**The records:**
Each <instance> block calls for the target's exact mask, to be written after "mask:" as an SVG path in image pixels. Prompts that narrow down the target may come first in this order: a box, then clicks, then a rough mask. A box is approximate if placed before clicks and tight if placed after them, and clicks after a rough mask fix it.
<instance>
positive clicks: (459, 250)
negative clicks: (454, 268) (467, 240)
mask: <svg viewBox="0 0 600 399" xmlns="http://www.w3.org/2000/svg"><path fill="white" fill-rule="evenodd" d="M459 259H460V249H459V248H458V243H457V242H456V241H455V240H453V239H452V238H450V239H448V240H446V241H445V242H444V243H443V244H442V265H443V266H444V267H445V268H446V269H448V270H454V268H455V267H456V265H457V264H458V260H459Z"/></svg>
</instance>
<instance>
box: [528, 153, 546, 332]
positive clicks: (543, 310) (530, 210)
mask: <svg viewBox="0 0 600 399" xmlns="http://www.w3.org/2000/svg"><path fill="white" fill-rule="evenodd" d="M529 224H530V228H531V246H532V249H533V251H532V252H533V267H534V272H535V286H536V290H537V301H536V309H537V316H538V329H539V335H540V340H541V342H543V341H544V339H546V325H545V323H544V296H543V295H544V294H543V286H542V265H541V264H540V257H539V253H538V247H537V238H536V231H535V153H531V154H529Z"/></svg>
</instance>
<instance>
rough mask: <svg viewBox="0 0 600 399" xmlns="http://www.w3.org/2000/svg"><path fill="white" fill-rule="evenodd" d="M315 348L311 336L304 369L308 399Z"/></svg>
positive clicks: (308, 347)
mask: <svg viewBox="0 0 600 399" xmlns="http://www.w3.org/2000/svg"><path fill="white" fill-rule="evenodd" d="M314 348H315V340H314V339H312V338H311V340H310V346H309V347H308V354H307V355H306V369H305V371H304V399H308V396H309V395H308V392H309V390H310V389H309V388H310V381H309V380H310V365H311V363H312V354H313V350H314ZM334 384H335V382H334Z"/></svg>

**Requirement:** Take the material above and transcribe all of it exactly.

**Task response:**
Each <instance> block calls for the target's exact mask, to be written after "mask:" as an SVG path in image pixels. Prompts that narrow down the target may come first in this order: a box, then clicks, then a rough mask. A box is approximate if placed before clicks and tight if placed after them, and clicks after a rough mask fix it.
<instance>
positive clicks: (459, 250)
negative clicks: (454, 268) (467, 240)
mask: <svg viewBox="0 0 600 399" xmlns="http://www.w3.org/2000/svg"><path fill="white" fill-rule="evenodd" d="M459 259H460V249H459V248H458V243H457V242H456V241H455V240H453V239H452V238H450V239H448V240H446V241H445V242H444V243H443V244H442V265H443V266H444V267H445V268H446V269H448V270H454V268H455V267H456V265H457V264H458V260H459Z"/></svg>
</instance>
<instance>
box: [528, 153, 546, 332]
positive clicks: (543, 310) (530, 210)
mask: <svg viewBox="0 0 600 399" xmlns="http://www.w3.org/2000/svg"><path fill="white" fill-rule="evenodd" d="M529 224H530V228H531V246H532V249H533V251H532V252H533V267H534V272H535V286H536V290H537V301H536V309H537V316H538V329H539V335H540V340H541V342H543V341H544V339H546V325H545V323H544V296H543V295H544V294H543V286H542V265H541V264H540V257H539V253H538V247H537V238H536V231H535V153H531V154H529Z"/></svg>
</instance>
<instance>
rough mask: <svg viewBox="0 0 600 399" xmlns="http://www.w3.org/2000/svg"><path fill="white" fill-rule="evenodd" d="M315 348L311 336L304 369L308 399Z"/></svg>
positive clicks: (308, 347)
mask: <svg viewBox="0 0 600 399" xmlns="http://www.w3.org/2000/svg"><path fill="white" fill-rule="evenodd" d="M314 348H315V340H314V339H312V338H311V340H310V346H309V347H308V354H307V355H306V369H305V371H304V399H308V396H309V395H308V392H309V390H310V389H309V388H310V381H309V380H310V365H311V363H312V354H313V350H314ZM334 384H335V382H334Z"/></svg>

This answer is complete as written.